▶ TESTO MOSTRATO:
Questo è ciò che sapevamo prima che la nostra ottima guida iniziasse a presentarcela.
Sotto una pioggerellina fastidiosa, ci siamo addentrati nelle pittoresche stradine medievali. 
Attraverso la Porta dei Vacca siamo entrati in via del Campo dove, per prima cosa, abbiamo potuto dare un’occhiata al piccolo museo dedicato a Fabrizio De Andrè.
Il giro è iniziato purtroppo con una pioggia in aumento ma, per fortuna, la guida ci ha condotto alla Basilica di San Siro, l’antica Cattedrale genovese risalente al IV° secolo e dedicata al primo vescovo genovese. 
L’interno è adornato da dodici cappelle, tutte decorate da importanti pittori genovesi.
Vi è inoltre conservata un’enorme bomba d’aereo, cimelio della II guerra mondiale, atterrata nella Cappella della S.S. Annunziata e miracolosamente inesplosa. 
Finalmente la pioggia è rallentata e noi abbiamo potuto continuare il nostro giro. 
La città, detta anche “ La Superba”,  vanta un centro storico molto grande   all’interno del quale si trovano sontuosi palazzi,  grandi piazze come piazza De Ferrari,  piazza Matteotti, il teatro Carlo Felice,  il Duomo,  cattedrali e basiliche,  ma, che ha rivelato in tutta la sua bellezza in via Garibaldi dove si trovano le  dimore  nobiliari  dei ricchi  banchieri, mercanti e armatori risalenti al Rinascimento con i palazzi Brignole - Sale,  Doria,  Fieschi,  Spinola e   Grimaldi,  all’interno dei quali si trovano vere  e proprie gallerie d’arte.

▶ SEZIONE DATI:

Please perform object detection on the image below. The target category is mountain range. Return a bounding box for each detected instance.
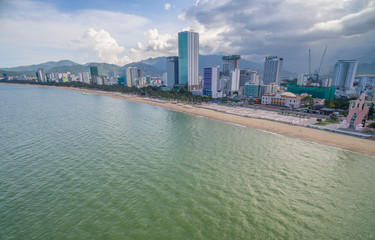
[0,55,375,78]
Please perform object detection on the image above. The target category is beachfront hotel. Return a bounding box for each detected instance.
[178,31,199,91]
[332,60,358,91]
[263,56,283,85]
[262,92,303,108]
[166,56,178,89]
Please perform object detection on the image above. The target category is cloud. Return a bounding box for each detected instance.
[70,28,125,64]
[306,7,375,36]
[127,28,177,61]
[178,0,375,71]
[164,3,171,10]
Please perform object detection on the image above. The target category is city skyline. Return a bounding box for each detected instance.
[0,0,375,72]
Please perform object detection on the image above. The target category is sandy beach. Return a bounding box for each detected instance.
[2,84,375,156]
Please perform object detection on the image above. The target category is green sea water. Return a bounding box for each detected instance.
[0,84,375,239]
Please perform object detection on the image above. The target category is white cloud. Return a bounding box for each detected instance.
[178,0,375,71]
[306,7,375,36]
[127,28,177,61]
[70,28,125,64]
[164,3,172,10]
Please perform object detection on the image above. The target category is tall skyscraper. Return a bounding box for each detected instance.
[166,56,178,89]
[124,67,142,87]
[178,31,199,91]
[230,68,240,94]
[263,56,283,85]
[332,60,358,91]
[36,68,47,82]
[222,55,241,76]
[90,66,99,84]
[203,66,220,98]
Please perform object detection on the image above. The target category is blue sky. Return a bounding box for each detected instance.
[0,0,375,72]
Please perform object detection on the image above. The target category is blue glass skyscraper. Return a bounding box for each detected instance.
[178,31,199,90]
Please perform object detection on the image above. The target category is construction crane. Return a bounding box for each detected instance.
[306,45,327,86]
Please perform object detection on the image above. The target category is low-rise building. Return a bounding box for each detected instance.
[262,92,303,108]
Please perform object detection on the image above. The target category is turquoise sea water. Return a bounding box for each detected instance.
[0,84,375,239]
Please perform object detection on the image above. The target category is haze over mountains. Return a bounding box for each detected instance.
[0,55,375,78]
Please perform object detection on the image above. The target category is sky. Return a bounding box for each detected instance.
[0,0,375,73]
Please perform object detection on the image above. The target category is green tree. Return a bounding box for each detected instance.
[368,103,375,116]
[329,113,339,121]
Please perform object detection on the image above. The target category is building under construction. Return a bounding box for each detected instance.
[222,55,241,76]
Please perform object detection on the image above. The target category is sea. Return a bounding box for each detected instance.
[0,84,375,240]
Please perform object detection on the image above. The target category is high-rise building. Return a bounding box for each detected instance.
[230,68,240,93]
[166,56,178,89]
[263,56,283,85]
[90,66,99,84]
[332,60,358,91]
[244,82,262,98]
[203,66,221,98]
[36,68,47,82]
[222,55,241,76]
[124,67,142,87]
[178,31,199,91]
[297,73,308,86]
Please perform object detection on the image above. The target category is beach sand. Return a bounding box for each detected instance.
[2,84,375,156]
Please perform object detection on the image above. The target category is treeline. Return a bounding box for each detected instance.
[324,98,357,110]
[0,80,212,104]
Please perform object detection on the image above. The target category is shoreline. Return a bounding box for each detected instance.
[1,83,375,157]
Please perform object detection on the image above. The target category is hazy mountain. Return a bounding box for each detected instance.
[123,62,167,76]
[0,55,297,78]
[0,60,79,72]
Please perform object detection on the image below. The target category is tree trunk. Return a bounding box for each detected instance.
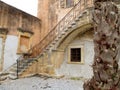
[83,0,120,90]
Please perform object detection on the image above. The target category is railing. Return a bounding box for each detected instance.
[17,0,93,75]
[29,0,93,57]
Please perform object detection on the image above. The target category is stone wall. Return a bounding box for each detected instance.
[0,1,41,70]
[56,29,94,78]
[0,1,41,45]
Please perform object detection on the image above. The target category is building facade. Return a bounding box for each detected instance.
[0,0,119,78]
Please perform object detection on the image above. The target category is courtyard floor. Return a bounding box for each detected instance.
[0,77,83,90]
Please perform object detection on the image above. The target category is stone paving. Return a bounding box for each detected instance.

▶ COMPITO DA SVOLGERE: Secondo il testo mostrato, quale cimelio della II guerra mondiale è conservato nella Basilica di San Siro?

▶ RISPOSTA: Un'enorme bomba d'aereo, atterrata nella Cappella della S.S. Annunziata e miracolosamente inesplosa.